------ Excerpt to read

Farm-To-Glass Cocktails

At Good Company in Boston, Seth Freidus supports local purveyors in each drink.

Seth Freidus highlights the farm-to-glass approach for cocktails at Good Company in Boston, focusing on sustainability.
Seth Freidus highlights the farm-to-glass approach for cocktails at Good Company in Boston, focusing on sustainability. (Photo by Elissa Garza)

Seth Freidus has worked the Boston-area hospitality scene for roughly 15 years, bartending for such venues as Eastern Standard, Alden & Harlow, Waypoint, and Contessa. He’s always dreamed of opening his own spot and was in fact just about to do so when the pandemic put his plans on pause. Thankfully for Boston cocktail enthusiasts, Freidus’ dreams were finally made a reality with the opening of Good Company this past November in the city’s Charlestown neighborhood. 

“We’re a fun neighborhood cocktail bar focused on local farms and sustainability,” Freidus says. “I’ve always liked having a prep-focused, homemade ingredient-heavy, farm-to-glass bar program, and opening Good Company was my chance to take it even further with modern processes, zero single-use products, and an extremely minimal waste operation.” Indeed, Good Company’s beverage program takes sustainability seriously, with a clear focus on house-made ingredients and farm fresh produce (cocktails are $16), and paying homage to the farmers who grow those ingredients. For instance, Freidus’ Blood Orange features Singani 63, Citadelle gin, house-made blood orange soda, and house-made Sichuan five spice tincture, while his Carrot comprises Flor de Caña 12-year-old rum and a house-made Thai coconut milk and curried carrot syrup mixture, topped with a house-made curried carrot cracker that’s made from the leftover pulp used to make the curried carrot syrup.

------------
------ Entries shown

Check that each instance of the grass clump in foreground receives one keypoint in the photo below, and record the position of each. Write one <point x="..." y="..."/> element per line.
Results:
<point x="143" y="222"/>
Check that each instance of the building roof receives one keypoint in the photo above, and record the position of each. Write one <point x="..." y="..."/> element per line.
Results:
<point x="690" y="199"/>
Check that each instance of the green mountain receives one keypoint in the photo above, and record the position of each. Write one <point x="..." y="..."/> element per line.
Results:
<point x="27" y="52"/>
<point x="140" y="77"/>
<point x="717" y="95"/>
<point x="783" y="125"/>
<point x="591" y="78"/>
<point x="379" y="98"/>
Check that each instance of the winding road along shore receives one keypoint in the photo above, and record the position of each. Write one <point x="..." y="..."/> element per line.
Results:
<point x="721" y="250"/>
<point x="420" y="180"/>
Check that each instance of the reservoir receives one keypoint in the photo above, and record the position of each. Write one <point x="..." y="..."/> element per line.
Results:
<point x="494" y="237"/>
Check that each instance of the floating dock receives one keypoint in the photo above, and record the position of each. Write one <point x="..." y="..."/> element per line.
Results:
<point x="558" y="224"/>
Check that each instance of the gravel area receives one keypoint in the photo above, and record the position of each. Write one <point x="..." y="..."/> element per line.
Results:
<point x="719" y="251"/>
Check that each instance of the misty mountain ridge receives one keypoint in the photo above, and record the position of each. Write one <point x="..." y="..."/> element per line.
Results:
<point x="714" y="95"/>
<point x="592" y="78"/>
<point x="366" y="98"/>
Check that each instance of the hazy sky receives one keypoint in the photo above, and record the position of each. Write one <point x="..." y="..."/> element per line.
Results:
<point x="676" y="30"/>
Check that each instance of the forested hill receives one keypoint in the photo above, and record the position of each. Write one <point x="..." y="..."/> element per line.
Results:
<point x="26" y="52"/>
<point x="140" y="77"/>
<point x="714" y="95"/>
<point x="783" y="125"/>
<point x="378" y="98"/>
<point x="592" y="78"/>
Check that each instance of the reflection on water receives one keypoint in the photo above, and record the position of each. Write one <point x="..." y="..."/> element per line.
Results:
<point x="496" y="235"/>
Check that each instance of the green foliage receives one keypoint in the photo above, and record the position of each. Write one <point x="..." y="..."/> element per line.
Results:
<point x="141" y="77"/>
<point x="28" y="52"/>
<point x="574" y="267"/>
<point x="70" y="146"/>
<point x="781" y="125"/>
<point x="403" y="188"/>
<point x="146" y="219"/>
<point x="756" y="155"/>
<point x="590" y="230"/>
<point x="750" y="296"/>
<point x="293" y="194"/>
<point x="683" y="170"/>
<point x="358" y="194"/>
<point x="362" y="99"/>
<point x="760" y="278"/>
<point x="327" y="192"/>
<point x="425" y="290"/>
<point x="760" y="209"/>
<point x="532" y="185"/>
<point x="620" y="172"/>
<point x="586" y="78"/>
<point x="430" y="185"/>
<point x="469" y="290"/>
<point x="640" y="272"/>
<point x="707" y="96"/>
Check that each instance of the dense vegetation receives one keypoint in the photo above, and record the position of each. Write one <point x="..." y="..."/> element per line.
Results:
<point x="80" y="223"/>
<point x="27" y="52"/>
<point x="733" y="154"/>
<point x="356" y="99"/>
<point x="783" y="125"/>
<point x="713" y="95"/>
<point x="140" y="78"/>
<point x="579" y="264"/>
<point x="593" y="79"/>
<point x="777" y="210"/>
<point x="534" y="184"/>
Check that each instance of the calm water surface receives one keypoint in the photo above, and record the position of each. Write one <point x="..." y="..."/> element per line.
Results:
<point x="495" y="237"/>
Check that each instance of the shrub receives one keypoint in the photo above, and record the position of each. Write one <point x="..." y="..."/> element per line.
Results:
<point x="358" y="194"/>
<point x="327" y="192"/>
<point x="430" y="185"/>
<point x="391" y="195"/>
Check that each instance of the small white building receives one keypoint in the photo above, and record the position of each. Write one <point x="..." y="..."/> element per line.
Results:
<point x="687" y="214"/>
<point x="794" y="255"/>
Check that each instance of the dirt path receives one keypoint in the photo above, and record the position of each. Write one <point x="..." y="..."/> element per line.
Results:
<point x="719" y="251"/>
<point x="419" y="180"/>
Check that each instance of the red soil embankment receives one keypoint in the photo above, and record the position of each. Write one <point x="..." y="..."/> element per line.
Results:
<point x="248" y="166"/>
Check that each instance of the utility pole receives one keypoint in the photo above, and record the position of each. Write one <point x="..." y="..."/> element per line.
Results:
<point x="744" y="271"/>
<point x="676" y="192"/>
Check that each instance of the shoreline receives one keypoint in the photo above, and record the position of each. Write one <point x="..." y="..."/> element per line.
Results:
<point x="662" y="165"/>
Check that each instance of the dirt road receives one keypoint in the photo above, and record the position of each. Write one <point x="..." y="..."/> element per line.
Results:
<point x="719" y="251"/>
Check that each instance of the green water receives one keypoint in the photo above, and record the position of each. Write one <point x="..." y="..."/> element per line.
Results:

------------

__What this exercise asks__
1: Decide whether each statement agrees with the farm-to-glass cocktails article. Answer yes or no for each, and quote the words of the article that settle it.
(a) Freidus has spent roughly 15 years in Boston-area hospitality.
(b) Good Company opened in Boston's Back Bay neighborhood.
(c) The cracker on the Carrot cocktail is made from pulp left over from the syrup.
2: Quote the farm-to-glass cocktails article word for word, starting at the words "At Good Company in Boston, Seth" and stopping after "by Elissa Garza)".

__Answers to the exercise__
1:
(a) Yes: "Seth Freidus has worked the Boston-area hospitality scene for roughly 15 years"
(b) No: "with the opening of Good Company this past November in the city’s Charlestown neighborhood"
(c) Yes: "topped with a house-made curried carrot cracker that’s made from the leftover pulp used to make the curried carrot syrup"

2:
At Good Company in Boston, Seth Freidus supports local purveyors in each drink.

Seth Freidus highlights the farm-to-glass approach for cocktails at Good Company in Boston, focusing on sustainability.
Seth Freidus highlights the farm-to-glass approach for cocktails at Good Company in Boston, focusing on sustainability. (Photo by Elissa Garza)